**Passage for review:**
*** Begin section ***
The chicken type III GnRH receptor homologue is predominantly expressed in the pituitary, and exhibits similar ligand selectivity to the type I receptor.

Two GnRH isoforms (cGnRH-I and GnRH-II) and two GnRH receptor subtypes (cGnRH-R-I and cGnRH-R-III) occur in chickens. Differential roles for these molecules in regulating gonadotrophin secretion or other functions are unclear. To investigate this we cloned cGnRH-R-III from a broiler chicken and compared its structure, expression and pharmacological properties with cGnRH-R-I. The broiler cGnRH-R-III cDNA was 100% identical to the sequence reported in the red jungle fowl and white leghorn breed. Pituitary cGnRH-R-III mRNA was approximately 1400-fold more abundant than cGnRH-R-I mRNA. Northern analysis indicated a single cGnRH-R-III transcript. A pronounced sex and age difference existed, with higher pituitary transcript levels in sexually mature females versus juvenile females. In contrast, higher expression levels occurred in juvenile males versus sexually mature males. Functional studies in COS-7 cells indicated that cGnRH-R-III has a higher binding affinity for GnRH-II than cGnRH-I (K(d): 0.57 vs 19.8 nM) with more potent stimulation of inositol phosphate production (ED(50): 0.8 vs 4.38 nM). Similar results were found for cGnRH-R-I, (K(d): 0.51 vs 10.8 nM) and (ED(50): 0.7 vs 2.8 nM). The initial rate of internalisation was faster for cGnRH-R-III than cGnRH-R-I (26 vs 15.8%/min). Effects of GnRH antagonists were compared at the two receptors. Antagonist #27 distinguished between cGnRH-R-I and cGnRH-R-III (IC(50): 2.3 vs 351 nM). These results suggest that cGnRH-R-III is probably the major mediator of pituitary gonadotroph function, that antagonist #27 may allow delineation of receptor subtype function in vitro and in vivo and that tissue-specific recruitment of cGnRH-R isoforms has occurred during evolution.
*** End section ***
**Assignment 1:** List every K(d) value, with its unit, that the chicken GnRH receptor abstract reports.
**Assignment 2:** Reproduce the part of the chicken GnRH receptor abstract running from "The chicken type" down to "type I receptor.".

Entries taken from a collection
*** Begin section ***
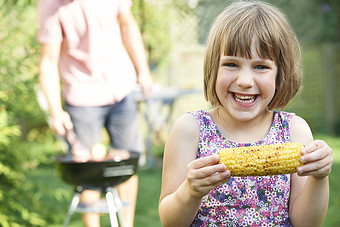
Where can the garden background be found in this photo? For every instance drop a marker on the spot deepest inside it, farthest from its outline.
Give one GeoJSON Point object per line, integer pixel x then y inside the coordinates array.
{"type": "Point", "coordinates": [32, 193]}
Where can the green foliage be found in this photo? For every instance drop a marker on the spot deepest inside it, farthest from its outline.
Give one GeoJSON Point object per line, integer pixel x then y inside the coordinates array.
{"type": "Point", "coordinates": [19, 114]}
{"type": "Point", "coordinates": [154, 23]}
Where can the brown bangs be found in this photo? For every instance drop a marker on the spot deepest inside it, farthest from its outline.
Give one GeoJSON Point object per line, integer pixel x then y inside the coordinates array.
{"type": "Point", "coordinates": [253, 23]}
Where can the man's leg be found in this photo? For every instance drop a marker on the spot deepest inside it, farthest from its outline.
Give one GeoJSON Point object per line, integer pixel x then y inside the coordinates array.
{"type": "Point", "coordinates": [123, 128]}
{"type": "Point", "coordinates": [128, 193]}
{"type": "Point", "coordinates": [88, 123]}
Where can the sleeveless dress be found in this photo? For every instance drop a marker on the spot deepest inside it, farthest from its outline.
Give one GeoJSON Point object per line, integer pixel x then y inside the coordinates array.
{"type": "Point", "coordinates": [244, 201]}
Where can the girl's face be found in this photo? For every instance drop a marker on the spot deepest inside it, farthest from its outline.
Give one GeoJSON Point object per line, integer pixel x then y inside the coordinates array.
{"type": "Point", "coordinates": [245, 87]}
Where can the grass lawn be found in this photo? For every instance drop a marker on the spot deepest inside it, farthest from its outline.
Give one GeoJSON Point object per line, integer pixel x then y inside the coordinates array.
{"type": "Point", "coordinates": [55, 196]}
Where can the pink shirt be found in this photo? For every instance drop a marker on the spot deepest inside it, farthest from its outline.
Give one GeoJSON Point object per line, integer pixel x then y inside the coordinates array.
{"type": "Point", "coordinates": [95, 68]}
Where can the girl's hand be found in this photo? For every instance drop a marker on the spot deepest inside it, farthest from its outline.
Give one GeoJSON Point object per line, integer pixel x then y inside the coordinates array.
{"type": "Point", "coordinates": [317, 158]}
{"type": "Point", "coordinates": [204, 174]}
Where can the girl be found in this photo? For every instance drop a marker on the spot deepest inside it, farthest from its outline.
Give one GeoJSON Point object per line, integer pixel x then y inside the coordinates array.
{"type": "Point", "coordinates": [251, 67]}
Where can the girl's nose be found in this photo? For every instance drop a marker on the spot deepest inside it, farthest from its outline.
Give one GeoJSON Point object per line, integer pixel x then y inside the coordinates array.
{"type": "Point", "coordinates": [245, 79]}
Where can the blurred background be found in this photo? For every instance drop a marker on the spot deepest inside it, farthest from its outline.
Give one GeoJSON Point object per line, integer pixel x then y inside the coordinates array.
{"type": "Point", "coordinates": [174, 31]}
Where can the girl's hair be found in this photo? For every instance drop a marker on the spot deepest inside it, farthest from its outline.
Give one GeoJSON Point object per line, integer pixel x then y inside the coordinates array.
{"type": "Point", "coordinates": [232, 33]}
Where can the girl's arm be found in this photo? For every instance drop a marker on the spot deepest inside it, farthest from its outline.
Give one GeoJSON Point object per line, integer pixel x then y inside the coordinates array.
{"type": "Point", "coordinates": [186, 179]}
{"type": "Point", "coordinates": [309, 188]}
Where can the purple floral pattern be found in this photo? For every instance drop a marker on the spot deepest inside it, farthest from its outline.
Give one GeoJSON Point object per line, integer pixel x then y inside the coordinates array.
{"type": "Point", "coordinates": [244, 201]}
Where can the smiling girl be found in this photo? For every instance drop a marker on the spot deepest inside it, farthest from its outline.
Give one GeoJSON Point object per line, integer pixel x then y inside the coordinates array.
{"type": "Point", "coordinates": [252, 66]}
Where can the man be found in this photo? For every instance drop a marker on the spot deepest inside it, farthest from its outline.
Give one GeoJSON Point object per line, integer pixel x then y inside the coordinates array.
{"type": "Point", "coordinates": [95, 49]}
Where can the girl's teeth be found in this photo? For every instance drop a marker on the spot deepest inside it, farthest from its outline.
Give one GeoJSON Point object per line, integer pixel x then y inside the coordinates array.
{"type": "Point", "coordinates": [244, 99]}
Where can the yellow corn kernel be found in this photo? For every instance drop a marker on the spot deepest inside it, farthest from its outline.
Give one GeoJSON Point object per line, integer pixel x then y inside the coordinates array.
{"type": "Point", "coordinates": [274, 159]}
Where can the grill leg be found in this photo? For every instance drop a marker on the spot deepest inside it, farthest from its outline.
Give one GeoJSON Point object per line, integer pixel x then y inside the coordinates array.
{"type": "Point", "coordinates": [72, 209]}
{"type": "Point", "coordinates": [115, 207]}
{"type": "Point", "coordinates": [119, 206]}
{"type": "Point", "coordinates": [112, 208]}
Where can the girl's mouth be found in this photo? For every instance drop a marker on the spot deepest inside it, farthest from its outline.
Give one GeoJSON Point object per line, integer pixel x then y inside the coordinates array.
{"type": "Point", "coordinates": [246, 99]}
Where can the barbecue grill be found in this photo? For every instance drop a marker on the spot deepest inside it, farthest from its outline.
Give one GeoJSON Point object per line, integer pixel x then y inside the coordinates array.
{"type": "Point", "coordinates": [104, 175]}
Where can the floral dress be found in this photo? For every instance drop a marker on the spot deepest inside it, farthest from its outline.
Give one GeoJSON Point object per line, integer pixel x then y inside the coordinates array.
{"type": "Point", "coordinates": [244, 201]}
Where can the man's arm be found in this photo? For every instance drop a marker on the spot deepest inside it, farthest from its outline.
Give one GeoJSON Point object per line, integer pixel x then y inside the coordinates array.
{"type": "Point", "coordinates": [50, 84]}
{"type": "Point", "coordinates": [133, 42]}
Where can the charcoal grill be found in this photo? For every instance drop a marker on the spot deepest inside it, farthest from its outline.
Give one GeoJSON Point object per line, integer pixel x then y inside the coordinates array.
{"type": "Point", "coordinates": [104, 175]}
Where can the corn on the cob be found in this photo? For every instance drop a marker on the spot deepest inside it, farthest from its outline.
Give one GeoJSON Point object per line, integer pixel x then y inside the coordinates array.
{"type": "Point", "coordinates": [274, 159]}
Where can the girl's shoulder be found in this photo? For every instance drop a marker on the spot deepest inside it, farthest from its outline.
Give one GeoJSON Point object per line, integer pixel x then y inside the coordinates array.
{"type": "Point", "coordinates": [186, 125]}
{"type": "Point", "coordinates": [300, 131]}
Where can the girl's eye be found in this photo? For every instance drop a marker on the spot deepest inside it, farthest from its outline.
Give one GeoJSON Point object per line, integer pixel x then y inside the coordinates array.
{"type": "Point", "coordinates": [261, 67]}
{"type": "Point", "coordinates": [230, 65]}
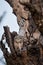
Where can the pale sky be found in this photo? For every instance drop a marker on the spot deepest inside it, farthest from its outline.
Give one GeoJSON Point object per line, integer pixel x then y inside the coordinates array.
{"type": "Point", "coordinates": [9, 19]}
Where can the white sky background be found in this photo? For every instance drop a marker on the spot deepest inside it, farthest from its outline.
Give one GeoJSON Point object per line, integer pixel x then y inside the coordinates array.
{"type": "Point", "coordinates": [9, 19]}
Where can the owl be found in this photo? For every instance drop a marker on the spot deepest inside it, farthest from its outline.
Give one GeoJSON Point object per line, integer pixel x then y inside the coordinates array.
{"type": "Point", "coordinates": [18, 43]}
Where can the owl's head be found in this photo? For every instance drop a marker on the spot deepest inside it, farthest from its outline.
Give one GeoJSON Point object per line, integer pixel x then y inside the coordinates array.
{"type": "Point", "coordinates": [18, 43]}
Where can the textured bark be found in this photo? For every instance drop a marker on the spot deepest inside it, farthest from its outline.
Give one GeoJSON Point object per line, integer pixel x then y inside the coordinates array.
{"type": "Point", "coordinates": [27, 46]}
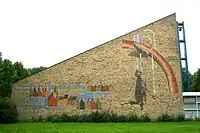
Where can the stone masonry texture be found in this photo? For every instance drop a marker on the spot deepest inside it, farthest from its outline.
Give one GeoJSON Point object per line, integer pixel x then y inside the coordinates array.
{"type": "Point", "coordinates": [108, 78]}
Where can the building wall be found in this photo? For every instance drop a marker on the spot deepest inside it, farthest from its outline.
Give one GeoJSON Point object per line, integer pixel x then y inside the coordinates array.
{"type": "Point", "coordinates": [109, 78]}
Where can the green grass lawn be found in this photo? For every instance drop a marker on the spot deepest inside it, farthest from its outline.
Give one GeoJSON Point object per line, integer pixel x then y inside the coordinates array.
{"type": "Point", "coordinates": [182, 127]}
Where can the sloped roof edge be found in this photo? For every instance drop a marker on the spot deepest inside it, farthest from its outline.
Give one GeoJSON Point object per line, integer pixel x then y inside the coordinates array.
{"type": "Point", "coordinates": [98, 46]}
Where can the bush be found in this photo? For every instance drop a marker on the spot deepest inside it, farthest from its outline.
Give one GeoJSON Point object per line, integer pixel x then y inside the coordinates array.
{"type": "Point", "coordinates": [179, 118]}
{"type": "Point", "coordinates": [145, 118]}
{"type": "Point", "coordinates": [8, 111]}
{"type": "Point", "coordinates": [165, 118]}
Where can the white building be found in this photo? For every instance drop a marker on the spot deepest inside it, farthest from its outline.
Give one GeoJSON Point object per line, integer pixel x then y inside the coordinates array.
{"type": "Point", "coordinates": [191, 104]}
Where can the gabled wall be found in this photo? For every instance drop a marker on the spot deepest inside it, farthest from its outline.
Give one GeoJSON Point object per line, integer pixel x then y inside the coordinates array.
{"type": "Point", "coordinates": [109, 78]}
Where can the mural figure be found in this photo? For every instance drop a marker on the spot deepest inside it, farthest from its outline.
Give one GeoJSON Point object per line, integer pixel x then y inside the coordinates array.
{"type": "Point", "coordinates": [70, 95]}
{"type": "Point", "coordinates": [52, 98]}
{"type": "Point", "coordinates": [140, 90]}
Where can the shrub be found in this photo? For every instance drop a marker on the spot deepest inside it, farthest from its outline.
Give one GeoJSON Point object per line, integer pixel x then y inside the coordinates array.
{"type": "Point", "coordinates": [133, 118]}
{"type": "Point", "coordinates": [8, 111]}
{"type": "Point", "coordinates": [145, 118]}
{"type": "Point", "coordinates": [179, 118]}
{"type": "Point", "coordinates": [165, 118]}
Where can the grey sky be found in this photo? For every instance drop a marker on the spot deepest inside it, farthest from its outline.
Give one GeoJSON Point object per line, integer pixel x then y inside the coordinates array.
{"type": "Point", "coordinates": [45, 32]}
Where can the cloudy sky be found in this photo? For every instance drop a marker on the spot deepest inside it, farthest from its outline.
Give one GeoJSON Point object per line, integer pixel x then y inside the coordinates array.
{"type": "Point", "coordinates": [45, 32]}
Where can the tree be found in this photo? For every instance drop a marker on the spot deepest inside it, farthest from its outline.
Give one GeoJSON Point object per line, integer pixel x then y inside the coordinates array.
{"type": "Point", "coordinates": [195, 81]}
{"type": "Point", "coordinates": [7, 77]}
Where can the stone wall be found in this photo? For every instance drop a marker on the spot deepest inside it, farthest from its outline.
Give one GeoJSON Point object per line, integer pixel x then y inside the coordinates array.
{"type": "Point", "coordinates": [108, 78]}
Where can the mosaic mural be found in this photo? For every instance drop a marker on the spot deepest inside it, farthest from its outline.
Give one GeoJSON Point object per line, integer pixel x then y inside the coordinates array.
{"type": "Point", "coordinates": [66, 95]}
{"type": "Point", "coordinates": [142, 50]}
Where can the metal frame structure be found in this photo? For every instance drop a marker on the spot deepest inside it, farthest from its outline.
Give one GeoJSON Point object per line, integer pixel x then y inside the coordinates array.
{"type": "Point", "coordinates": [185, 76]}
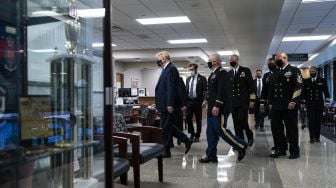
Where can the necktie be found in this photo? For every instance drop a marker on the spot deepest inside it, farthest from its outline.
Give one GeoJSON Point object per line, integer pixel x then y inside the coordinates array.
{"type": "Point", "coordinates": [259, 89]}
{"type": "Point", "coordinates": [191, 94]}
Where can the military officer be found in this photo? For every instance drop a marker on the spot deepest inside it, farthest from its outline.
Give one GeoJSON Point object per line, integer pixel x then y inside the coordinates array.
{"type": "Point", "coordinates": [284, 96]}
{"type": "Point", "coordinates": [243, 97]}
{"type": "Point", "coordinates": [312, 96]}
{"type": "Point", "coordinates": [264, 103]}
{"type": "Point", "coordinates": [218, 99]}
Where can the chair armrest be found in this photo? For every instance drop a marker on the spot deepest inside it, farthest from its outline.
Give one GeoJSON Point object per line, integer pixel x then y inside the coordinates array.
{"type": "Point", "coordinates": [122, 145]}
{"type": "Point", "coordinates": [135, 141]}
{"type": "Point", "coordinates": [149, 134]}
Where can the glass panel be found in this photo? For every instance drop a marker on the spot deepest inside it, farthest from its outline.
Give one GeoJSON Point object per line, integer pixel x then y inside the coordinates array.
{"type": "Point", "coordinates": [51, 94]}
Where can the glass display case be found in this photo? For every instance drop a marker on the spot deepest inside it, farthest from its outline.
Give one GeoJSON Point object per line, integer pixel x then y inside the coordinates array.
{"type": "Point", "coordinates": [47, 98]}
*** End section ***
**Written solution 1:** 0.57 nM, 19.8 nM, 0.51 nM, 10.8 nM

**Written solution 2:**
The chicken type III GnRH receptor homologue is predominantly expressed in the pituitary, and exhibits similar ligand selectivity to the type I receptor.